Eu tenho dito, publicamente, que participei e participarei mais diretamente das conversas políticas. Eu penso que, o fato de eu ser presidente da República não impede que eu tenha que participar, senão de todas as reuniões, mas de várias reuniões do Diretório do PT, de me reunir com a Comissão Política do PT, do PCdoB, do PSB, e dos outros partidos que sustentam a aliança política. Nós temos que fazer conversas sistemáticas para que a gente não se procure apenas em época de crise. Não tem nada pior… Quando a gente vai na porta de fábrica, apenas em época de campanha, entregar panfletos, o peão grita pra gente “agora, né, agora precisa, vem”. Nós precisamos transformar essa relação política numa atividade do nosso cotidiano. A gente não pode esperar acontecer uma desgraça para a gente procurar os partidos políticos. Podemos sistematizar isso direitinho para que a gente tenha uma relação mais respeitosa, uma relação institucional, uma relação mais de companheiros. E construir esse companheirismo na diversidade que é o resultado eleitoral do país.
Se tem uma coisa que nós, quando olhamos os números, ficamos chateados, porque não elegemos mais pessoas, é o fato de que o povo, na sua sabedoria, permite que o Congresso seja a cara da sociedade que está espalhada nas ruas no dia da eleição. Podemos reclamar que perdemos uma eleição aqui, que perdemos ali, mas o dado concreto é que o Congresso Nacional que tomará posse no dia 1º será a cara do povo brasileiro no dia da eleição. Portanto, nós temos que estabelecer com esse Congresso a melhor relação possível. E eu, diretamente, junto com meu coordenador político, quero participar. Não quero ficar sabendo das coisas pela imprensa e nem quero permitir que as coisas aconteçam sem que eu tenha uma participação mais direta.
Quero olhar com muito carinho tudo aquilo que nós fizemos que não deu certo, e não fazer mais. Corrigir os nossos defeitos e aprimorar as coisas que deram certo, pois muitas coisas precisam ser aprimoradas. Vocês têm acompanhado pela imprensa, que nos últimos dez dias ou quinze dias, eu tenho trabalhado junto com a Dilma e outros ministros, no sentido de garantir que o país tenha um crescimento mais vigoroso, um crescimento, eu diria, mais ousado, no próximo período. Porque o país está travado há 20 anos. Acho que na primeira parte do meu governo, nós conseguimos criar as condições para darmos o segundo passo. Eu sempre me preocupo quando discuto economia, porque eu acho que nesse assunto, se deixar vazar, muita coisa que a gente discute, não faz. Tem que dizer que vai fazer, no dia que anunciar, porque senão os adversários que não querem que aconteça serão maiores.

■ Sua tarefa ■
Cite literalmente a parte do trecho da página que vai de "Quero olhar com" até "aconteça serão maiores.", incluindo essas palavras.

■ Linhas fornecidas ■
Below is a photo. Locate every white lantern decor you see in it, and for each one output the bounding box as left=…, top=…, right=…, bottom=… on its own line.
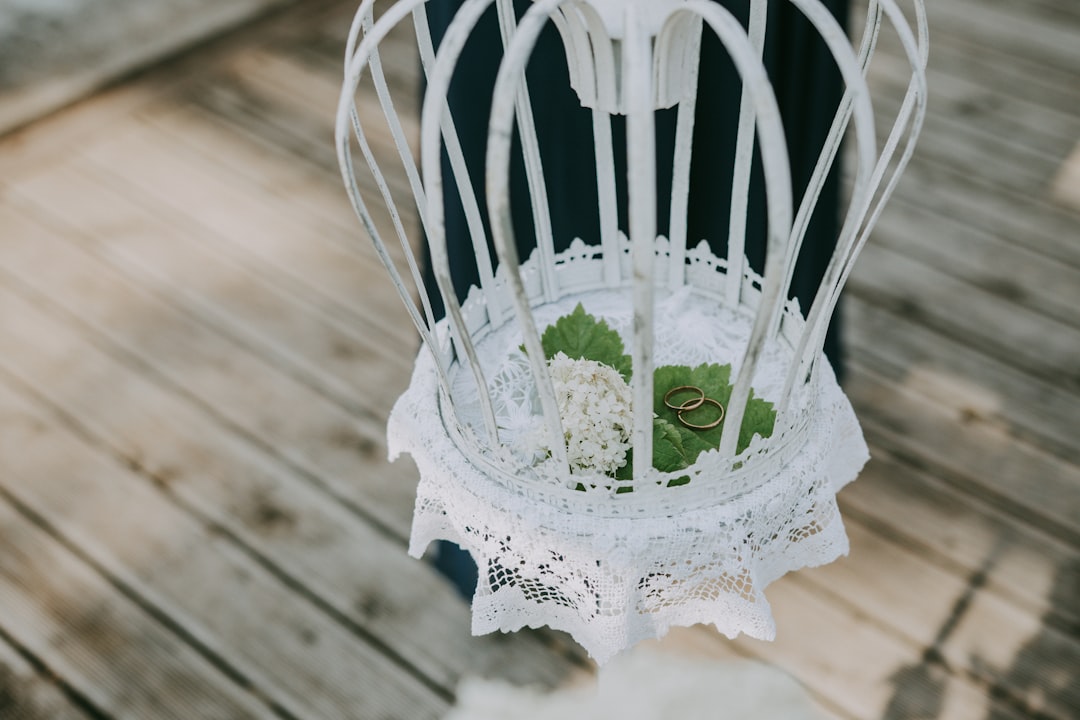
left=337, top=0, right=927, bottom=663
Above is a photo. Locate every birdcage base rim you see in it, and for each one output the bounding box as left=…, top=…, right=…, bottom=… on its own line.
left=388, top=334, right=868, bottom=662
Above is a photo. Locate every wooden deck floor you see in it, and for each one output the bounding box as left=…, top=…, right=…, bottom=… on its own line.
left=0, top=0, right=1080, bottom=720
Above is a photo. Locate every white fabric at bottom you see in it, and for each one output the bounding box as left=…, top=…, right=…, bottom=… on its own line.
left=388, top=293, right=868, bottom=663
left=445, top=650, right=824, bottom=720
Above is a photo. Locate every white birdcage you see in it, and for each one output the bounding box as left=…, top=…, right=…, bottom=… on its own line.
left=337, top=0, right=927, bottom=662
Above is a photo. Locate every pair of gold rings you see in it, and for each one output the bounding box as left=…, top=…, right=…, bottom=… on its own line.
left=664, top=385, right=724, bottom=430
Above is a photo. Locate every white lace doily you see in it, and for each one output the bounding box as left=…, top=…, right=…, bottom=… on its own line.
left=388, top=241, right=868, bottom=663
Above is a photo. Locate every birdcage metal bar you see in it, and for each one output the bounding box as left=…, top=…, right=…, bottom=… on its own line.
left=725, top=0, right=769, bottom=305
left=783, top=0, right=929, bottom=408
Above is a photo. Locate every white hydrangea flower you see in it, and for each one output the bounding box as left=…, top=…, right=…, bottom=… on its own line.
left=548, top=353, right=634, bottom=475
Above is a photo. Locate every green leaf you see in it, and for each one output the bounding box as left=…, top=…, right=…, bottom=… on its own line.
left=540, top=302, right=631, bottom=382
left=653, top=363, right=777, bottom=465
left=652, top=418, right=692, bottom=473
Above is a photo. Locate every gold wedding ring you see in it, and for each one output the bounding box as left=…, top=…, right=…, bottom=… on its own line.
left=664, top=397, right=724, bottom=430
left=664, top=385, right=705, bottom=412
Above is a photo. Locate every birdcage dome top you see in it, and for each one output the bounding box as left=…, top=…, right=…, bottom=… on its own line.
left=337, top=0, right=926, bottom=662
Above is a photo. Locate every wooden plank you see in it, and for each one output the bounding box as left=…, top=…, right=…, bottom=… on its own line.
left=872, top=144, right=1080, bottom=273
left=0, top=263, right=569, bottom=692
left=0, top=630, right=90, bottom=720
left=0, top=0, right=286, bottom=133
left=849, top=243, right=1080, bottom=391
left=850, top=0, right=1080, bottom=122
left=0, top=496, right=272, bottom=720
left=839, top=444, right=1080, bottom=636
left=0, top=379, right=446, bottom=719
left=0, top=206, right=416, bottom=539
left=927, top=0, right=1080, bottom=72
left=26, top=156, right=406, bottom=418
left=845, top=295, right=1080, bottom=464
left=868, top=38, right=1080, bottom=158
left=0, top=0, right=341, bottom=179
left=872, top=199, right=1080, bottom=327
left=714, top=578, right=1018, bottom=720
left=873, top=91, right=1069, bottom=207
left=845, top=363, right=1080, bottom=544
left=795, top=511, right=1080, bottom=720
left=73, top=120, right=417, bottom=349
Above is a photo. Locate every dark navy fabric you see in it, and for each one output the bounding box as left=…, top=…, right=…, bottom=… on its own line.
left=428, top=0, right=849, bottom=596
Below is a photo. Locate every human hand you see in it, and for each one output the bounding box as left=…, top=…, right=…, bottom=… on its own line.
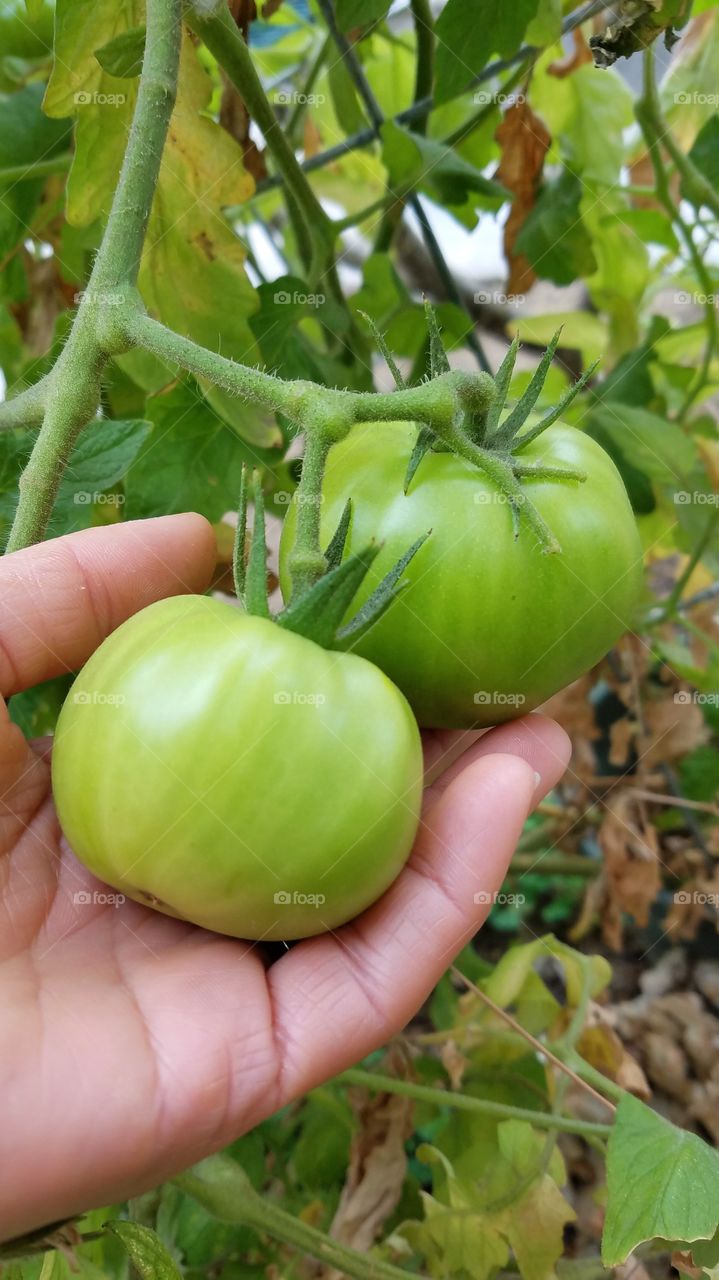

■ Solução escrita ■
Quero olhar com muito carinho tudo aquilo que nós fizemos que não deu certo, e não fazer mais. Corrigir os nossos defeitos e aprimorar as coisas que deram certo, pois muitas coisas precisam ser aprimoradas. Vocês têm acompanhado pela imprensa, que nos últimos dez dias ou quinze dias, eu tenho trabalhado junto com a Dilma e outros ministros, no sentido de garantir que o país tenha um crescimento mais vigoroso, um crescimento, eu diria, mais ousado, no próximo período. Porque o país está travado há 20 anos. Acho que na primeira parte do meu governo, nós conseguimos criar as condições para darmos o segundo passo. Eu sempre me preocupo quando discuto economia, porque eu acho que nesse assunto, se deixar vazar, muita coisa que a gente discute, não faz. Tem que dizer que vai fazer, no dia que anunciar, porque senão os adversários que não querem que aconteça serão maiores.